■ Task directions: Print the entire listing. Each line must match the original exactly.

■ Data:
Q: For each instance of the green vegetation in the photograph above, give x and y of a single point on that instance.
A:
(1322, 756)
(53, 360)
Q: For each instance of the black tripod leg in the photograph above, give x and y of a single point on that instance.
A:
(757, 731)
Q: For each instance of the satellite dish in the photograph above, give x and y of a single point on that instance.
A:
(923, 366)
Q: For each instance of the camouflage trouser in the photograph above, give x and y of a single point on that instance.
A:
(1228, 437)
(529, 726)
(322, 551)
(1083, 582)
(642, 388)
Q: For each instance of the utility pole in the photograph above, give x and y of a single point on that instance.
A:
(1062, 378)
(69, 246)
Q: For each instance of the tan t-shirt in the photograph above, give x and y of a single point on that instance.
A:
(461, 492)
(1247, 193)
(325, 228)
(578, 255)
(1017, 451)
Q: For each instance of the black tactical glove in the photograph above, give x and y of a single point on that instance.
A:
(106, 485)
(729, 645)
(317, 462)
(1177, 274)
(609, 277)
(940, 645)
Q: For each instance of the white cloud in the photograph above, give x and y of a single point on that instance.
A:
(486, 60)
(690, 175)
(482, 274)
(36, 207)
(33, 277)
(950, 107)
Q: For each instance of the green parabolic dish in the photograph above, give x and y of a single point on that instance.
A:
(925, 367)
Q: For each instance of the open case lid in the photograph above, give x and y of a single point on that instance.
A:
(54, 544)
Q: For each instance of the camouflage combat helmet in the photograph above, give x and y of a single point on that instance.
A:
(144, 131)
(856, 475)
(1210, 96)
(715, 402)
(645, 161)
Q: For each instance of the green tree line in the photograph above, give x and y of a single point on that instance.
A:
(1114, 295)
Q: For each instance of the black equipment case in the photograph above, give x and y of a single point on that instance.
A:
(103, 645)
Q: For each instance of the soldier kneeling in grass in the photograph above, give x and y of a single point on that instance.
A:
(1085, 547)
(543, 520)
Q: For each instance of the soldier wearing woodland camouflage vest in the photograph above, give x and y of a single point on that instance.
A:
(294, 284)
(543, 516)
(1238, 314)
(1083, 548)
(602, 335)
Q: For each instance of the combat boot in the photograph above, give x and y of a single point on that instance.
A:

■ Result:
Q: For each instance of the green vegetation in the photograph above, give x and y of a single point on that instance.
A:
(1322, 756)
(53, 360)
Q: For each instance of the black tripod leg in the photograph above, give x and y of a single point on that instance.
A:
(757, 731)
Q: For each instance of the satellite dish in the photograph above, give x and y of a single point on that instance.
A:
(923, 366)
Q: For each instance of the camouflage trouser in the photograph above, give x and y of a single point on that instance.
A:
(1228, 437)
(529, 726)
(322, 551)
(1083, 582)
(642, 388)
Q: For each instance of the utility pole in the photograph above, give x and y of a single point on that instance.
A:
(1062, 378)
(69, 246)
Q: For each instance of the tan t-shirt in the photograph above, give x and y of a single point on that instance.
A:
(461, 492)
(1247, 193)
(325, 228)
(578, 255)
(1017, 451)
Q: For each instance of the black tactical glove in the photograph above, give x and y of a single point on that instance.
A:
(106, 485)
(729, 645)
(317, 462)
(1177, 274)
(609, 277)
(940, 645)
Q: For each instance of the white cloud in the photograph above, give x and y of a single point on that instance.
A:
(486, 60)
(690, 175)
(482, 274)
(36, 207)
(33, 277)
(950, 107)
Q: For each instance of the green parabolic dish in the photograph above, give x and y of a single point on that instance.
A:
(925, 367)
Q: For each instance of the open case lid in the photograph above, give x and y of a single point on that instance.
A:
(54, 544)
Q: For each instance of the camouflage combat helmet in the photograph above, give x and y of a single point on that instance.
A:
(144, 131)
(856, 475)
(1210, 96)
(715, 402)
(645, 161)
Q: For each instance of the green tree line in the photograph above, give x and y of a single point on that instance.
A:
(1114, 295)
Q: For each instance of the black equipment case in the photograph above, give x and y of a single point on that instance.
A:
(103, 645)
Q: For each instance of the soldier kneeling in grass in the photograph above, give x and y of a single point on that instance.
A:
(1085, 547)
(543, 520)
Q: For each instance of the soldier wearing woodland camouflage vest in the photograph above, give x and y of a single point on that instance.
A:
(294, 284)
(543, 516)
(1238, 314)
(1083, 548)
(602, 335)
Q: For each instance of the combat boot in the photograph above, give x and y of a single point on that instance.
A:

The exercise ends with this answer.